Point labeling dataset excerpts
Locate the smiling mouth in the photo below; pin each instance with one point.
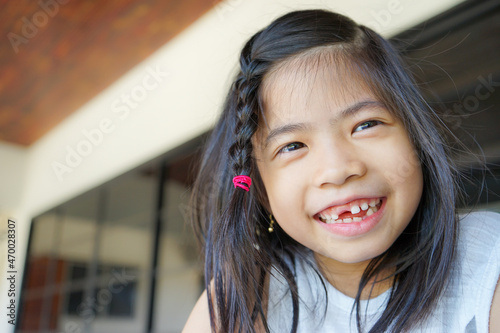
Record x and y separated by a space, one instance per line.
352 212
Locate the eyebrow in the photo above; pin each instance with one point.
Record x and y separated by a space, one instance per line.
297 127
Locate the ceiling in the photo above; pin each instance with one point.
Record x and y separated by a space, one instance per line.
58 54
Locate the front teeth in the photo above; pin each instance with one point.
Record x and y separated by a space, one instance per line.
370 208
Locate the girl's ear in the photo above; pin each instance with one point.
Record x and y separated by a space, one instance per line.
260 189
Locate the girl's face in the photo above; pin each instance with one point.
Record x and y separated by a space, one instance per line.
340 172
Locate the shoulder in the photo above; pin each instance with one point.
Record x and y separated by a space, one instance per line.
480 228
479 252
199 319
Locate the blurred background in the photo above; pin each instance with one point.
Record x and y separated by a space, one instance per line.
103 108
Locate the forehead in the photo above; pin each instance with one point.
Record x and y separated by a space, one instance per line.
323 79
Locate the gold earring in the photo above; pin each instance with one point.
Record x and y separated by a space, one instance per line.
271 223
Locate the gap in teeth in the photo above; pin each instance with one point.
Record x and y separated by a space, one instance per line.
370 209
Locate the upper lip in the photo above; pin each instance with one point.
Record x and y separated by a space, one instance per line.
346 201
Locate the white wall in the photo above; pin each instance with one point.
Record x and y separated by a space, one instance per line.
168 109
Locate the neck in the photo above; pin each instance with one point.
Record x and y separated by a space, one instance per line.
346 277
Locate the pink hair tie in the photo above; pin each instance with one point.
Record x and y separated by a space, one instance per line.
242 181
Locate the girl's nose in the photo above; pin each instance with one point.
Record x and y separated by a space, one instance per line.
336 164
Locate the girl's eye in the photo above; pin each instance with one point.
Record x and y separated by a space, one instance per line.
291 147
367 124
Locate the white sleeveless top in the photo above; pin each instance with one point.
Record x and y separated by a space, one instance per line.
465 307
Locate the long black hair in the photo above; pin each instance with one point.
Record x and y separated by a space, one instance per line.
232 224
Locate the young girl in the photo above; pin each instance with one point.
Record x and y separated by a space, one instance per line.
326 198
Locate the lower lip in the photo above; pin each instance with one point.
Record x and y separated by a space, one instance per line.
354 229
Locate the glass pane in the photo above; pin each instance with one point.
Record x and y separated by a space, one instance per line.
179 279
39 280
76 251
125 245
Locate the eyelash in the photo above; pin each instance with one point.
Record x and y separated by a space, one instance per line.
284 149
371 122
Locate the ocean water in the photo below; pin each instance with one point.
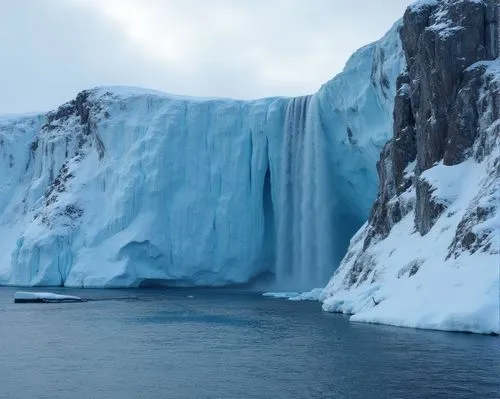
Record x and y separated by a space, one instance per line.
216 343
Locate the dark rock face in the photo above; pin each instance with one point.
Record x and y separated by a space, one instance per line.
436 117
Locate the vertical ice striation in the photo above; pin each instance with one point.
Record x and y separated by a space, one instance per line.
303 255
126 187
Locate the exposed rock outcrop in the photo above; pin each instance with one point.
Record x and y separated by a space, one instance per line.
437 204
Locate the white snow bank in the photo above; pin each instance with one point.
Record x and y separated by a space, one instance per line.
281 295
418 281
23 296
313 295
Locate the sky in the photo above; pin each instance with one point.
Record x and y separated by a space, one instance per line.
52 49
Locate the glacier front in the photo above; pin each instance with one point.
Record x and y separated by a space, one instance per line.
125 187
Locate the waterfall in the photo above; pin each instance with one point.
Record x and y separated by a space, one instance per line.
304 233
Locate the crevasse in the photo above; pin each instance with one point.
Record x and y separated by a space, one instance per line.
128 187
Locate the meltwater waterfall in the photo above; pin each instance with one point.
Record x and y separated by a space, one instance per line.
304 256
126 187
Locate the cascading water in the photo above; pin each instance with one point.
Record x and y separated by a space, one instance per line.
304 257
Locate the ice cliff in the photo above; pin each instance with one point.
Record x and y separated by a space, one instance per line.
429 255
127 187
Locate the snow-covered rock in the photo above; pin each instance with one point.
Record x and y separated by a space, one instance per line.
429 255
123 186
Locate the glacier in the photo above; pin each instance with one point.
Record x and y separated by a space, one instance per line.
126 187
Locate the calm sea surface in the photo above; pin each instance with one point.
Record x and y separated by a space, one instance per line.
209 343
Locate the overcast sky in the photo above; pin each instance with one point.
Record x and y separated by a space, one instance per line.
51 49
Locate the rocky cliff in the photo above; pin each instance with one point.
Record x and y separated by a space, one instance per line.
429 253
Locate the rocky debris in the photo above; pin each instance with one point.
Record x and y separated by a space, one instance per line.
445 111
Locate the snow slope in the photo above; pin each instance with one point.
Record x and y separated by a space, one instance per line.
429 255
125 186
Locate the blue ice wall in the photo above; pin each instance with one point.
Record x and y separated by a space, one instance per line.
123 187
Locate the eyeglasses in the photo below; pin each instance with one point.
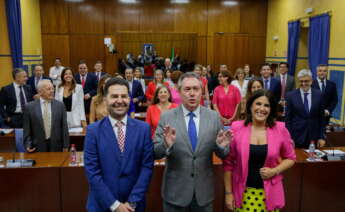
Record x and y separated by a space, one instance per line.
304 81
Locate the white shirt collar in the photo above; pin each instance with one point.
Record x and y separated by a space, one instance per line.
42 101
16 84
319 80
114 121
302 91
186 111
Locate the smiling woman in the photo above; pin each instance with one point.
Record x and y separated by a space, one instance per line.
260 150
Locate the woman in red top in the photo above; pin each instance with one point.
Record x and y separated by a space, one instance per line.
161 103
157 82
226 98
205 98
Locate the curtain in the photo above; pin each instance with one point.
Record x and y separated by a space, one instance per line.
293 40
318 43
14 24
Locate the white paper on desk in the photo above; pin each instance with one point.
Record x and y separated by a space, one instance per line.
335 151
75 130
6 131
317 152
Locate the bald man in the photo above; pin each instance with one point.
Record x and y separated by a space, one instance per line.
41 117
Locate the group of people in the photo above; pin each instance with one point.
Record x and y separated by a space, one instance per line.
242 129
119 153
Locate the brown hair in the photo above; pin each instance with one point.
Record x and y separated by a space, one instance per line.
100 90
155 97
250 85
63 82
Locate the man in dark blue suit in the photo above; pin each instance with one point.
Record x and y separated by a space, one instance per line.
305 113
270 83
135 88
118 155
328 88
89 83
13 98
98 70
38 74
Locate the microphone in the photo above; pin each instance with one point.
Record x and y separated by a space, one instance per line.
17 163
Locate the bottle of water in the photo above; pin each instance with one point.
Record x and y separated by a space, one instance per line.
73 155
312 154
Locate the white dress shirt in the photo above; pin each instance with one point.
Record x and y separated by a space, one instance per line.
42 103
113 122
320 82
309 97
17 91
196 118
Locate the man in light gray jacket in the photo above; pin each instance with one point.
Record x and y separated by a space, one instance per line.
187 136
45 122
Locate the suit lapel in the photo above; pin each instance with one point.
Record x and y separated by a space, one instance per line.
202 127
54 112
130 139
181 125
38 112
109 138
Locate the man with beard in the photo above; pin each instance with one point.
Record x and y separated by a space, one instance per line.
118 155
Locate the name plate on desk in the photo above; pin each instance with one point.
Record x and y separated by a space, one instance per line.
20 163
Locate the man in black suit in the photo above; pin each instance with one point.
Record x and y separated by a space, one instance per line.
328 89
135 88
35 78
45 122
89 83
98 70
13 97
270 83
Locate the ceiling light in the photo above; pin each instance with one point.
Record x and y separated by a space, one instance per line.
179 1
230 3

*Aim:*
Print the listing above word for word, leaving out the pictures.

*Result of the exercise:*
Locate the smiling mouth in the photo below; pin each instance with one point.
Record x and y separated by a space, one instance per line.
352 212
Locate the eyebrow in the photo above; pin each instance with one point.
Record x and y separated by a space, one instance per line.
297 127
Locate the ceiling in the photo above; pin each instance with one point.
Record x and y separated by a space, one instance per line.
58 54
Locate the front teeth in the photo above; pin each instance with one point.
Record x and y separated by a space, one instance per line.
370 208
Locate the girl's ear in the photo above; pin each instance with one point.
Record x and y separated by a space, one instance per line.
260 189
Locate the girl's face in the photo above; pin each instance with one point.
Record x and y separated by a space, one instance per line.
340 172
Locate the shoulder in the photo above; pin each instance with one point.
Record x and y separated by a space, one instance per line.
480 228
479 252
199 319
Locate the blurred background in the photo above; pin each instance with one point.
Record x and y separated by a space, one instance per line.
103 108
Locate the forehead in the photo above; pin each instance with one point.
Record x and y separated by a space, one instance per line.
323 79
Locate the gold earring in the photo above; pin each instance with one point.
Record x and y separated by a space, one instance per line.
271 223
Locate the gap in teeth in the photo above; pin each instance with one point.
Record x and y separated by a space, one instance per line.
370 209
Locate the upper lip in the photo above; pin each instance with one point.
Record x and y separated by a space, one instance per line.
346 201
Locate the white wall in the photo above; pin each instance with one point.
Record x and y separated by a space, one instance per line.
168 109
Locate the neck in the photo above; pin each instance with one point.
Record x and y separated by a space, one instance per line.
346 277
Locate the pink hair tie in the photo above; pin each instance with one point.
Record x and y separated by a space, one instance per line.
242 181
Locate the girl's nose in the photo above; pin each instance with one point.
Record x and y separated by a space, one instance per line.
336 164
Locate the girl's eye in the photo above; pin each instance with one point.
Record x and y separated by a space, one instance per line.
291 147
367 124
Locate the white sleeveless top in the photo above; pin each instance with one point.
Record x and y separated by a space, one instance per line.
465 307
Locate the long black hair in the photo above; pin each instance with one point.
Record x and y separated by a space, one instance per line.
232 224
Locate the young girl in the photo above; pin each instance with one point.
Record x and y separated by a space, one instance per line.
326 198
Locate the lower lip in the photo above; pin each instance with one point.
Record x and y separated by a space, one instance per line.
354 229
Locate the glass pane in the photo above; pin each instance with one point.
Record x and y separated by a space, one instance per line.
179 279
39 280
76 251
125 245
Locate the eyelash in the photo above; pin each instance with one point.
Record x and y separated by a space, one instance per line.
284 149
371 122
Locate the ocean water in the photo below; pin each instance with one point.
Record x and y separated by a space, one instance per line.
216 343
Locate the dark rock face in the photo above; pin each instance with one point.
Record x and y separated by a space, one instance per line.
436 117
Locate the vertical ice striation in the photo above; pin each instance with one point.
Record x and y separated by a space, one instance per line.
303 255
126 187
Locate the exposed rock outcrop in the photo above; pin each instance with one point.
Record x and y separated by a space, one instance per line.
437 204
Locate the white snow bank in the photo above; pin each instance with one point.
Record x and y separated by a space, one instance per line.
281 295
418 281
23 296
313 295
Locate the sky in the photo above; pin each instance with one point.
Record x and y separated by a space, one instance per line.
52 49
Locate the glacier front in the photo above; pin each instance with one point.
Record x and y separated by a space, one instance per line.
125 187
Locate the waterfall in the photo above; pin each instance with one point.
Record x and y separated by a space, one instance per line.
304 233
Locate the crevasse in the photo above; pin each instance with one point.
Record x and y separated by a space, one instance per line.
128 187
Locate the meltwater waterfall in the photo above; pin each instance with one point.
Record x and y separated by a space, one instance per line.
304 256
126 187
Locate the cascading water in the photo above; pin each instance with one point.
Record x and y separated by a space, one instance per line.
304 257
Locate the ice cliff in the photo above; pin each instance with one point.
Record x and y separated by a space, one instance per line.
429 255
127 187
Locate the snow-covered rock in the photo above; pin each instance with one point.
Record x and y separated by a space, one instance per line.
429 255
123 186
Locate the glacier in the photo above; pin each instance with one point.
Record x and y separated by a space, one instance per line.
126 187
Locate the calm sea surface in the photo above; pin each instance with one point.
Record x and y separated by a space, one instance per line.
209 343
Locate the overcast sky in the photo above; pin each instance with one point.
Record x and y separated by a space, one instance per line.
51 49
Locate the rocky cliff in the photo above; pin each instance with one point.
Record x and y separated by a space, one instance per line.
429 253
Locate the rocky debris in the photo above; pin each instance with one point.
Record x and y separated by a space, one instance per line.
445 111
Locate the snow slope in the photo above; pin each instance with one point.
Record x and y separated by a space, one instance per line.
429 255
125 186
Locate the blue ice wall in the photo above; pin each instance with one point.
Record x and y separated by a space, one instance per line.
123 187
Locate the eyeglasses in the photo below; pin each instance with one point.
Record x and y separated by a space, one instance per line.
304 81
Locate the white shirt collar in the photo above; pin each instance with one point.
Record x and y separated by a space, one instance per line.
42 101
16 84
319 80
114 121
302 91
186 111
Locate the smiling woman in the photo above; pin each instance with one point.
Record x and y separated by a space, one instance per line.
260 150
Locate the woman in red top in the photo above; pin each instance with one point.
Record x and y separated by a space, one instance per line.
161 103
157 82
226 98
205 98
Locate the curtain in the photo above; pin each instance with one point.
Record x and y separated by a space, one instance per line.
293 40
318 43
14 24
Locate the white paper on desk in the photo above; pin each instance with one point.
Record x and y separated by a space, one instance per line.
335 151
75 130
6 131
317 152
Locate the bald man in the photo above; pin each instance with one point.
Record x and y separated by a space, one instance per line.
41 117
Locate the group of people in the photo above; pin each instance with one point.
Record x and y separated by a space, one instance per line.
242 129
119 153
Locate the brown hair in the photo above; pin each instance with one point.
Record x and y separated by a space, one instance per line.
100 90
155 97
250 85
63 82
Locate the man in dark blue suit in the photo above; pin each instance with one point.
Record x and y separated by a space, one instance per line.
305 113
270 83
135 88
118 155
328 88
89 83
13 98
98 70
38 74
Locate the microphone in the photo above; pin each instance with one point.
Record x and y separated by a space, one instance per line.
17 163
Locate the bottle of water in the photo above; pin each instance with one point.
Record x and y separated by a space, one instance per line.
73 155
312 154
Locate the white dress shirt in the photo above; pin each instance with one point.
Record x and y separated by a space, one instance per line.
42 103
113 122
320 82
309 97
17 91
196 118
Locate the man in light gray jacket in the photo above; pin each instance with one point.
Record x and y separated by a space, one instance per line.
187 136
45 122
Locate the suit lapel in the photo above; pin each instance with one point.
Record x and y separated by a space, one instance per line.
202 127
54 112
130 139
181 125
38 112
109 138
Locate the man with beard in the photo above; pin each instance with one point.
Record x and y separated by a space, one instance per line.
118 155
Locate the name plate on desk in the photo above; pin each instance with one point.
Record x and y separated by a space, one instance per line.
20 163
Locate the man in black suit in the photo above; pin each instance with one point.
Record x and y separated by a space, one instance per line.
328 89
135 88
35 78
45 122
89 83
98 70
13 97
270 83
Locate the ceiling light in the photo above; pin each instance with one point.
Record x and y separated by a space, one instance per line.
179 1
230 3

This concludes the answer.